Short exercise: Can you copy out the items below from the line with "Pinpoint wood grain" to the line with "181;221;234;237", both included, adding 7 to every coordinate in the answers? Keep the requests and their format samples unchanged.

Region labeling items:
# # # #

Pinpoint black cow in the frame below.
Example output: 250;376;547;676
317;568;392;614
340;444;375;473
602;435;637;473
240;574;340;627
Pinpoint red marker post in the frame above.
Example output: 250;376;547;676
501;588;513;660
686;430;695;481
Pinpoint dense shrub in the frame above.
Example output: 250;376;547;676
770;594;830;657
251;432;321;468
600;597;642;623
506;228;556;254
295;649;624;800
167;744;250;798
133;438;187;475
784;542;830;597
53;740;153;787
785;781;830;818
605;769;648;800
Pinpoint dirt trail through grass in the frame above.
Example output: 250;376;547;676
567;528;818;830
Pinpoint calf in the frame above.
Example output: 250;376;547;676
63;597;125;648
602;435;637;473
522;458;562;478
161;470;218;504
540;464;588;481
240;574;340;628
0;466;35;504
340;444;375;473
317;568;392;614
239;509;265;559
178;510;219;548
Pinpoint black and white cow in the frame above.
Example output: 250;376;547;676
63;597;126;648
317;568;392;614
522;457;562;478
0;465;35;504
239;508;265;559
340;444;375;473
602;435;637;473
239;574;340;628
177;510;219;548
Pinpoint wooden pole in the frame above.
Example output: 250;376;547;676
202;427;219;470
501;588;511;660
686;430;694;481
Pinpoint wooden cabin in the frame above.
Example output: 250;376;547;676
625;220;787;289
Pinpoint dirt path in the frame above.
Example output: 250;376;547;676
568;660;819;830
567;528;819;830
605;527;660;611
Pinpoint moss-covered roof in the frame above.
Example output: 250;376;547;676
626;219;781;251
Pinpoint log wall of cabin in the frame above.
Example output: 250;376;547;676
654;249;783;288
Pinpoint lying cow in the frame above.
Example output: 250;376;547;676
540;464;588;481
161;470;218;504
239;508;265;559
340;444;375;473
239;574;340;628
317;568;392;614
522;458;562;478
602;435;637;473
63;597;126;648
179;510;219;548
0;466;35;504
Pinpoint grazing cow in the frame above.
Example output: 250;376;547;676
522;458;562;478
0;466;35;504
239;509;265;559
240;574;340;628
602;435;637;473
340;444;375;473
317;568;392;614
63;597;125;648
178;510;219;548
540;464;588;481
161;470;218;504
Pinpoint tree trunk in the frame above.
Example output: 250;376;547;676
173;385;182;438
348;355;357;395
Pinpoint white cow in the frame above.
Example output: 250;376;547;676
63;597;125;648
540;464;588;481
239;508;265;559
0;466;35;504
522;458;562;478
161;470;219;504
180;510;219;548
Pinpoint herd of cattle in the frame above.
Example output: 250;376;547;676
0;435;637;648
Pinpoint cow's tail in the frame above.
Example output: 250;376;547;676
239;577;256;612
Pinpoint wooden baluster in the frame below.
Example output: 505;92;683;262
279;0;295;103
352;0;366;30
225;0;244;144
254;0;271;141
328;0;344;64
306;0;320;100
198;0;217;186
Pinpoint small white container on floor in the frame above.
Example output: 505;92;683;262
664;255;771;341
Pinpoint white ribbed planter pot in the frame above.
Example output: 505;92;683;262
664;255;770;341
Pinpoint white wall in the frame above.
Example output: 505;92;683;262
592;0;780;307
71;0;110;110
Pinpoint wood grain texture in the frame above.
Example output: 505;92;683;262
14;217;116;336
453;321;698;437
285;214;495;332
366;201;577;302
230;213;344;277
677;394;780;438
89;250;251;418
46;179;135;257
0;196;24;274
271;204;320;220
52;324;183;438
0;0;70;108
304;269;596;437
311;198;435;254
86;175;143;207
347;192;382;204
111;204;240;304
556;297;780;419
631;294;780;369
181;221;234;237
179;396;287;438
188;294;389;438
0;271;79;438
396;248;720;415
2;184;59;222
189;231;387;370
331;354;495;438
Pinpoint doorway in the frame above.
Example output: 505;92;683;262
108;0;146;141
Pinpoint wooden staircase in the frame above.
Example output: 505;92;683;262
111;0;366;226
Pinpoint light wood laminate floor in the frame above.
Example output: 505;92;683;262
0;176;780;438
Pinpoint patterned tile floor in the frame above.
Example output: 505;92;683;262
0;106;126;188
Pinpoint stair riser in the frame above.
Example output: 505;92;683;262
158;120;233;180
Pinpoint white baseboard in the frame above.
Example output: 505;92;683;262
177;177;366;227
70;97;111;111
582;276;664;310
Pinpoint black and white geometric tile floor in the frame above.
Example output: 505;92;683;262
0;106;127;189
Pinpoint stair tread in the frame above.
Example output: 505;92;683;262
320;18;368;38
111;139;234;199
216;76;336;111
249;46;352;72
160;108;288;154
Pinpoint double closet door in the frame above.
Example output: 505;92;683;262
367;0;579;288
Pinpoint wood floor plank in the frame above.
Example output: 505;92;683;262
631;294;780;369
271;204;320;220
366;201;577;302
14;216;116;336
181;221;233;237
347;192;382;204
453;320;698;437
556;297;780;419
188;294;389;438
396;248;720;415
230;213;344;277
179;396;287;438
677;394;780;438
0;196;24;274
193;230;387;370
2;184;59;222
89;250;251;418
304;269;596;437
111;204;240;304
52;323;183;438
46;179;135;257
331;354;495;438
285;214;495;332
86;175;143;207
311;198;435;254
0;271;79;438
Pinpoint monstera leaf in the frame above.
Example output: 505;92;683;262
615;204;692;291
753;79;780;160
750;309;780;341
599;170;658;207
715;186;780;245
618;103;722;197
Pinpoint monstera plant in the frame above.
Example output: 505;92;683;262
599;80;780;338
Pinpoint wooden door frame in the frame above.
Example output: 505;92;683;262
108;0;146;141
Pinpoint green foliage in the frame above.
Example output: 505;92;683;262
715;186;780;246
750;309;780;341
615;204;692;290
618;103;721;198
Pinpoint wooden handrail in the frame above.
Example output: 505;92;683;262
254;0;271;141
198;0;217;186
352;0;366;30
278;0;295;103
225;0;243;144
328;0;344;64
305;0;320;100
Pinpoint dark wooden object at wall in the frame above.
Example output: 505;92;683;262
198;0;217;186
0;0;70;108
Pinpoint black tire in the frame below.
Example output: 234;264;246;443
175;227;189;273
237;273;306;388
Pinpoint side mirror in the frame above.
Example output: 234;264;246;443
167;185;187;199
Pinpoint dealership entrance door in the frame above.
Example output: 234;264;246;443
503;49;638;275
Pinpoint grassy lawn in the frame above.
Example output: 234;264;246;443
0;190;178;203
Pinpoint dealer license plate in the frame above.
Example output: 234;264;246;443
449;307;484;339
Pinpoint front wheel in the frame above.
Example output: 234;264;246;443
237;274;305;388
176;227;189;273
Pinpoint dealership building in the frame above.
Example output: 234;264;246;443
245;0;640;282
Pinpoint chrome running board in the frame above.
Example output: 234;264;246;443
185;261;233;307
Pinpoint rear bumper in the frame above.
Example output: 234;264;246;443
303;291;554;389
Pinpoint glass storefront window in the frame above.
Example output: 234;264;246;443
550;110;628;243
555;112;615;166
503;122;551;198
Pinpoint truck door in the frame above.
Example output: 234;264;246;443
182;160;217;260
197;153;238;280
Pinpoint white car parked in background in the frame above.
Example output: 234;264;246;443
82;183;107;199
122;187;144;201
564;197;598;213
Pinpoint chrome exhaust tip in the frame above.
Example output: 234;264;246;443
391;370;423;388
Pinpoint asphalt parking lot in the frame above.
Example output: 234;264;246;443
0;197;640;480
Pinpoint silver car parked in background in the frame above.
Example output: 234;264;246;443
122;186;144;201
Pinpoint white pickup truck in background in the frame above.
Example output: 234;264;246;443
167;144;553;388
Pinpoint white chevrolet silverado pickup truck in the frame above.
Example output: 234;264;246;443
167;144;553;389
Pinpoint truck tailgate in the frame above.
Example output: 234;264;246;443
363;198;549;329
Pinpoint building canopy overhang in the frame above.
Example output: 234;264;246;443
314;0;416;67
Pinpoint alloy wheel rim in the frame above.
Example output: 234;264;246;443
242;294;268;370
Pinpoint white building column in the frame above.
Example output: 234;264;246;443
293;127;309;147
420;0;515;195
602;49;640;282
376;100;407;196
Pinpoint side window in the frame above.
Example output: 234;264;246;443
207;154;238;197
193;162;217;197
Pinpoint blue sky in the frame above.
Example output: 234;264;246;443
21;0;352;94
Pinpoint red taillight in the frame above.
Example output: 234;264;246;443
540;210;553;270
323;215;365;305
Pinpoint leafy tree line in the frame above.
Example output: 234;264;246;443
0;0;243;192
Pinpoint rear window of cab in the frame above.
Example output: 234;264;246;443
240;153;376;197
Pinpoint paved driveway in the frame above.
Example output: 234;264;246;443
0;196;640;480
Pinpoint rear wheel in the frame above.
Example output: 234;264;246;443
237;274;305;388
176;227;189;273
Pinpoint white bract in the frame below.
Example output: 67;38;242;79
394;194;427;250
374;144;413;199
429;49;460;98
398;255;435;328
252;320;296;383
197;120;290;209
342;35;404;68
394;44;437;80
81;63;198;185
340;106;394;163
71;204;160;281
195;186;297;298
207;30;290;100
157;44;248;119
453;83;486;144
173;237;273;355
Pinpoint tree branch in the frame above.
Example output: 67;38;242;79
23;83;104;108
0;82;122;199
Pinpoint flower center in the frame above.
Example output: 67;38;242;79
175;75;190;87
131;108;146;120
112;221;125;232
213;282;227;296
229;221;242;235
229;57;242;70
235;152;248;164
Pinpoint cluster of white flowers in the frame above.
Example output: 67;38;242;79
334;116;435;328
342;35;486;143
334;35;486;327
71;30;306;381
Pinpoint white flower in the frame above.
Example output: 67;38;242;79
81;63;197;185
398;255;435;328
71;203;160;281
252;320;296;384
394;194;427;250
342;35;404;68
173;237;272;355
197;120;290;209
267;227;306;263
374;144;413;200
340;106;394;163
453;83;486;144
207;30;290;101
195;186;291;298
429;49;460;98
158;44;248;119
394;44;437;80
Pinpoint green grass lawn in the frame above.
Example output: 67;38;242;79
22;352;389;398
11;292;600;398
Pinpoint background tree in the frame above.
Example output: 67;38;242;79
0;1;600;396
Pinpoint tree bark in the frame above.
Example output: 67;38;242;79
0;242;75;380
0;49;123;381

# # # #

Correct result:
Pinpoint wood grain texture in the frame above.
Example output: 505;92;683;262
21;224;123;343
460;328;705;444
292;221;502;339
373;208;584;309
237;220;351;284
684;401;787;445
96;257;258;425
53;186;142;264
7;203;31;281
278;211;327;227
59;331;190;445
7;7;77;115
311;276;603;444
318;205;442;261
93;182;150;214
354;199;389;211
118;211;247;311
563;304;787;426
638;301;787;376
188;228;241;244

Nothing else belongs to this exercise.